• [TO DO]:
Go to the line below containing "Exercise. Find the player in red" and print exactly from there through the line containing "Exercise. Find the spectator", both included. Print nothing else.

BEGIN ENTRIES SUPPLIED

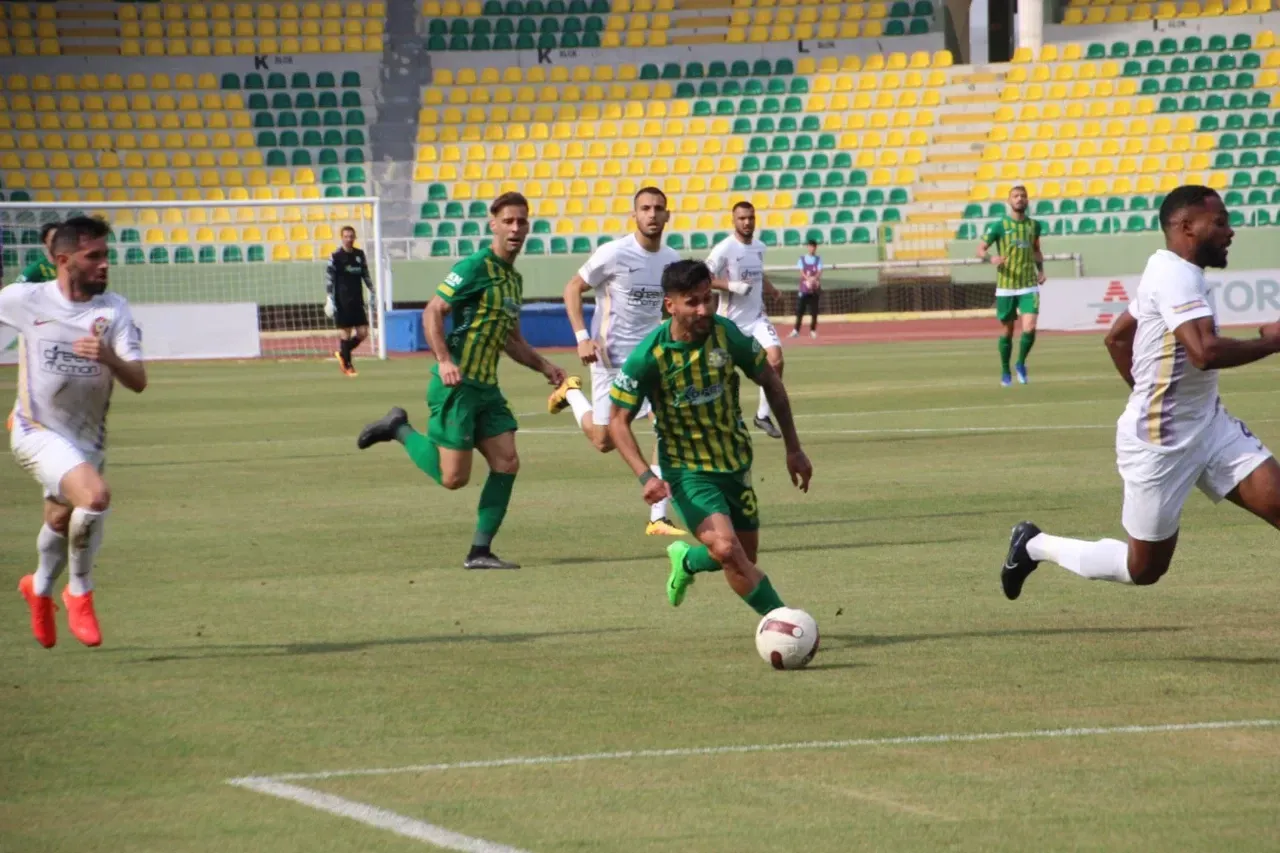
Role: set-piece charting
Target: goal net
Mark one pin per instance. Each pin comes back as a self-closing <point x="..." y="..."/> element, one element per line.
<point x="241" y="278"/>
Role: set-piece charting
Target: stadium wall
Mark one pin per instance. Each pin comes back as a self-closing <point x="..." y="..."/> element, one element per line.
<point x="414" y="281"/>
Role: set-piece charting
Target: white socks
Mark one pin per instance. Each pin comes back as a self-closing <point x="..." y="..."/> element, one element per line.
<point x="763" y="409"/>
<point x="579" y="402"/>
<point x="658" y="510"/>
<point x="86" y="537"/>
<point x="1101" y="560"/>
<point x="53" y="559"/>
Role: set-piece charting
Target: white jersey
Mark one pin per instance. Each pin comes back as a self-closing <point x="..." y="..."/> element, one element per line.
<point x="739" y="261"/>
<point x="627" y="281"/>
<point x="58" y="389"/>
<point x="1173" y="401"/>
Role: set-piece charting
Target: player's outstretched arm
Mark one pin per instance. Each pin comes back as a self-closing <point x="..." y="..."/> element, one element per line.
<point x="798" y="464"/>
<point x="519" y="350"/>
<point x="433" y="327"/>
<point x="625" y="441"/>
<point x="1208" y="351"/>
<point x="1120" y="345"/>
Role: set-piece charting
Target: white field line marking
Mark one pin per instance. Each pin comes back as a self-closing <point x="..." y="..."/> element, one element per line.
<point x="903" y="740"/>
<point x="375" y="817"/>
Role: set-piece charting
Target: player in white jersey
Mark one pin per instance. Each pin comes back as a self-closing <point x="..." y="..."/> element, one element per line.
<point x="77" y="341"/>
<point x="626" y="276"/>
<point x="737" y="264"/>
<point x="1174" y="434"/>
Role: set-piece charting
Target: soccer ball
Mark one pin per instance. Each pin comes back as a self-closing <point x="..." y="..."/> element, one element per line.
<point x="787" y="638"/>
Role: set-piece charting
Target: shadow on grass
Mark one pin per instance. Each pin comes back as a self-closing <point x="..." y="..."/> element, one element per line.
<point x="867" y="641"/>
<point x="287" y="649"/>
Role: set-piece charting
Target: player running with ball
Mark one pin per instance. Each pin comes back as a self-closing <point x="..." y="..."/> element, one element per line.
<point x="1175" y="433"/>
<point x="688" y="370"/>
<point x="737" y="264"/>
<point x="77" y="342"/>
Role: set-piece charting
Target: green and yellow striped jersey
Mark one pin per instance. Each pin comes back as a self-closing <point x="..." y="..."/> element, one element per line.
<point x="484" y="293"/>
<point x="1014" y="240"/>
<point x="693" y="388"/>
<point x="41" y="270"/>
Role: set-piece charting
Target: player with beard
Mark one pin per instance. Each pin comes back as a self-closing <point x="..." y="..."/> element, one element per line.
<point x="77" y="342"/>
<point x="626" y="276"/>
<point x="1175" y="433"/>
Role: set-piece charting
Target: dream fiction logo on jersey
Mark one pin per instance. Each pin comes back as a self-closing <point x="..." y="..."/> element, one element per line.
<point x="1114" y="301"/>
<point x="59" y="359"/>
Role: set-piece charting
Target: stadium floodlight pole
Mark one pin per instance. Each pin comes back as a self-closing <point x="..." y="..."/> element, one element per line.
<point x="316" y="343"/>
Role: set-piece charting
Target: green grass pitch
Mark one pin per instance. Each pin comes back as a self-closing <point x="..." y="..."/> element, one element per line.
<point x="275" y="601"/>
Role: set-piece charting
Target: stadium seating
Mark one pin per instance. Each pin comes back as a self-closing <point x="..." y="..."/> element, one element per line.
<point x="824" y="149"/>
<point x="1118" y="12"/>
<point x="525" y="24"/>
<point x="1098" y="132"/>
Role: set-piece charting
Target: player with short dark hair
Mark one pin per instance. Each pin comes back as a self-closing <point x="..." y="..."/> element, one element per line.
<point x="688" y="370"/>
<point x="469" y="413"/>
<point x="1019" y="273"/>
<point x="626" y="276"/>
<point x="346" y="279"/>
<point x="810" y="290"/>
<point x="42" y="269"/>
<point x="1174" y="433"/>
<point x="77" y="342"/>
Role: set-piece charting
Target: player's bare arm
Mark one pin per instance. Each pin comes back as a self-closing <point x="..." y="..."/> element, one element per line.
<point x="1208" y="351"/>
<point x="519" y="350"/>
<point x="433" y="325"/>
<point x="798" y="464"/>
<point x="625" y="442"/>
<point x="1119" y="342"/>
<point x="586" y="349"/>
<point x="131" y="374"/>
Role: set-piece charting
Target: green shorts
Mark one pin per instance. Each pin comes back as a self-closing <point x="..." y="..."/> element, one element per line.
<point x="466" y="414"/>
<point x="698" y="495"/>
<point x="1008" y="308"/>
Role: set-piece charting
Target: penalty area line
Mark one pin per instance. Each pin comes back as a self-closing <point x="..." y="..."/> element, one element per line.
<point x="374" y="816"/>
<point x="900" y="740"/>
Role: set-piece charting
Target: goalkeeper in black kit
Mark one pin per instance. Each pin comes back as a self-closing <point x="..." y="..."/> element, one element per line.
<point x="346" y="279"/>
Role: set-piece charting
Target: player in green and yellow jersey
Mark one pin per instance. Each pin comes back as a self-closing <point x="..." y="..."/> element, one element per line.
<point x="1019" y="273"/>
<point x="688" y="369"/>
<point x="484" y="293"/>
<point x="41" y="269"/>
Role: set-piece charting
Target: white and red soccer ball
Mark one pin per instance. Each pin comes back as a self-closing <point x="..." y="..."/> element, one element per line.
<point x="787" y="638"/>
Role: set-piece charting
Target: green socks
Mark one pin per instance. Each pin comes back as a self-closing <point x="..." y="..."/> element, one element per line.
<point x="494" y="498"/>
<point x="699" y="560"/>
<point x="763" y="600"/>
<point x="421" y="450"/>
<point x="1024" y="346"/>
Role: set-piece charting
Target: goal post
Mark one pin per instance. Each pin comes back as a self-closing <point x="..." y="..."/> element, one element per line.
<point x="222" y="278"/>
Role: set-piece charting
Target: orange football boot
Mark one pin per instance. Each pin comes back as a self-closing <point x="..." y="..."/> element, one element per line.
<point x="41" y="612"/>
<point x="81" y="617"/>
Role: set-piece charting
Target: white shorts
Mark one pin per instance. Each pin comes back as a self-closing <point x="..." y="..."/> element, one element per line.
<point x="1157" y="484"/>
<point x="763" y="332"/>
<point x="602" y="379"/>
<point x="48" y="457"/>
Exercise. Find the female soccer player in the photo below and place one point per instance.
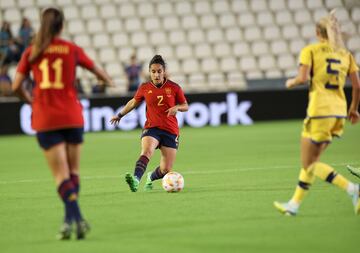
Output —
(163, 99)
(327, 63)
(56, 111)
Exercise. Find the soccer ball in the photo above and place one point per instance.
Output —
(173, 182)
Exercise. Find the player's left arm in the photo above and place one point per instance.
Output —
(178, 108)
(301, 78)
(19, 89)
(353, 113)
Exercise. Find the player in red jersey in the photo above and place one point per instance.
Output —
(56, 111)
(163, 99)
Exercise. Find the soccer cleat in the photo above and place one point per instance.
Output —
(132, 181)
(82, 228)
(65, 232)
(353, 170)
(356, 200)
(285, 208)
(148, 185)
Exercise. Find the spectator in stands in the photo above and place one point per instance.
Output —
(5, 81)
(25, 35)
(164, 99)
(329, 63)
(56, 111)
(9, 49)
(133, 73)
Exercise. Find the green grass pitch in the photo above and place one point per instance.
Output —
(232, 176)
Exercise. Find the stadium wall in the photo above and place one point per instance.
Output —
(205, 109)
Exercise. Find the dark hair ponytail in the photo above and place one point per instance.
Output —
(157, 59)
(51, 23)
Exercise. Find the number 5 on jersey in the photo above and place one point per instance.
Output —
(57, 67)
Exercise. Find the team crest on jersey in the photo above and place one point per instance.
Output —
(168, 91)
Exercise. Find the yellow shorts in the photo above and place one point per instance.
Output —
(321, 130)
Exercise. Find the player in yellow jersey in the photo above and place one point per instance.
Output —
(327, 64)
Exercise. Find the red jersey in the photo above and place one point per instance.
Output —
(55, 104)
(158, 100)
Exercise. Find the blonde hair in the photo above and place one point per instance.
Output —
(329, 28)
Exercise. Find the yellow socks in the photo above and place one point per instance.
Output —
(328, 174)
(305, 180)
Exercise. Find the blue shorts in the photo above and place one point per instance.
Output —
(165, 138)
(48, 139)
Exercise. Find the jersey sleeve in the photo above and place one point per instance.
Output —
(180, 97)
(305, 56)
(139, 95)
(24, 64)
(353, 67)
(82, 59)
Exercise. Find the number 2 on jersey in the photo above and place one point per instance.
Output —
(333, 74)
(57, 66)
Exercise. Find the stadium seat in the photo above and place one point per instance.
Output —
(145, 9)
(166, 51)
(209, 65)
(241, 49)
(127, 10)
(303, 17)
(113, 25)
(89, 12)
(220, 7)
(216, 81)
(196, 36)
(296, 5)
(176, 37)
(189, 22)
(184, 51)
(222, 49)
(290, 32)
(233, 34)
(120, 40)
(164, 9)
(272, 33)
(265, 19)
(246, 19)
(138, 39)
(253, 33)
(83, 40)
(283, 18)
(101, 40)
(227, 20)
(183, 8)
(190, 66)
(158, 38)
(12, 15)
(132, 24)
(171, 23)
(108, 11)
(203, 50)
(240, 7)
(208, 21)
(94, 26)
(214, 35)
(23, 3)
(259, 48)
(278, 5)
(202, 7)
(258, 5)
(152, 23)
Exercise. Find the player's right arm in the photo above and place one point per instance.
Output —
(128, 108)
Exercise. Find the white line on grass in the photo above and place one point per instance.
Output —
(2, 182)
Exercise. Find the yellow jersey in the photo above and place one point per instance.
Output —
(328, 72)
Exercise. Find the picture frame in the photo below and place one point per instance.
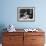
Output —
(26, 14)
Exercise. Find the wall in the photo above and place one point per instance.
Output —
(8, 13)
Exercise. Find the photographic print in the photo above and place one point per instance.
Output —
(25, 14)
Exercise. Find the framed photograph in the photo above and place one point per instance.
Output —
(26, 14)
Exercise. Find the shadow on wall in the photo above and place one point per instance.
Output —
(2, 29)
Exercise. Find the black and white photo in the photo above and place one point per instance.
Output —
(25, 14)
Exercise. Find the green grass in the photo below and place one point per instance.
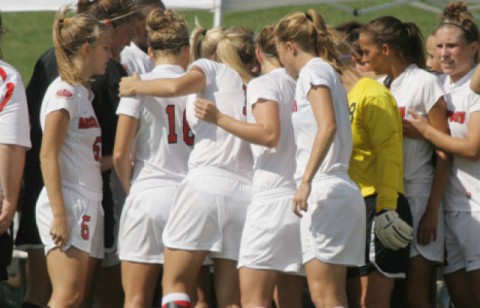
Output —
(29, 34)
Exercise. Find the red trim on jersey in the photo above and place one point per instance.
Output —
(3, 74)
(64, 93)
(8, 95)
(178, 303)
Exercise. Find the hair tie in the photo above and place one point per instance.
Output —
(308, 16)
(345, 57)
(450, 23)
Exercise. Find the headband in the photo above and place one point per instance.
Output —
(108, 22)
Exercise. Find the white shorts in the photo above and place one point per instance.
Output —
(209, 214)
(434, 250)
(142, 222)
(462, 250)
(333, 230)
(85, 219)
(271, 236)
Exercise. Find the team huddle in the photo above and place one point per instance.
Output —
(338, 157)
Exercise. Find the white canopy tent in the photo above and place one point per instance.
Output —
(218, 7)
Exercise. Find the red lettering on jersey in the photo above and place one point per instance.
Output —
(458, 117)
(3, 74)
(244, 109)
(84, 229)
(64, 93)
(188, 136)
(85, 123)
(10, 87)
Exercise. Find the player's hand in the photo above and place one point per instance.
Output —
(418, 122)
(427, 228)
(206, 110)
(392, 231)
(127, 85)
(299, 202)
(59, 230)
(7, 212)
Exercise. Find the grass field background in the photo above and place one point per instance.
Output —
(29, 34)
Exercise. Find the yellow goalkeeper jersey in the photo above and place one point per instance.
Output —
(376, 164)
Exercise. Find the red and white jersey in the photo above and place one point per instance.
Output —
(82, 149)
(214, 146)
(274, 168)
(418, 90)
(463, 190)
(317, 72)
(14, 122)
(163, 141)
(135, 60)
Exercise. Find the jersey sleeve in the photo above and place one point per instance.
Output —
(63, 97)
(208, 68)
(130, 106)
(475, 101)
(14, 122)
(190, 112)
(261, 89)
(383, 124)
(309, 77)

END ENTRIES SUPPLIED

• [FINISHED EXERCISE]:
Exercise. Find the player in red jersey in the photo above and place one point per instance.
Output —
(56, 111)
(163, 99)
Exercise. Find the soccer cleat in the photo above and place one point per instance.
Output —
(132, 181)
(82, 228)
(65, 232)
(353, 170)
(356, 200)
(285, 208)
(148, 185)
Exercise. Find the spectator in stands in the photo above and place one point per instance.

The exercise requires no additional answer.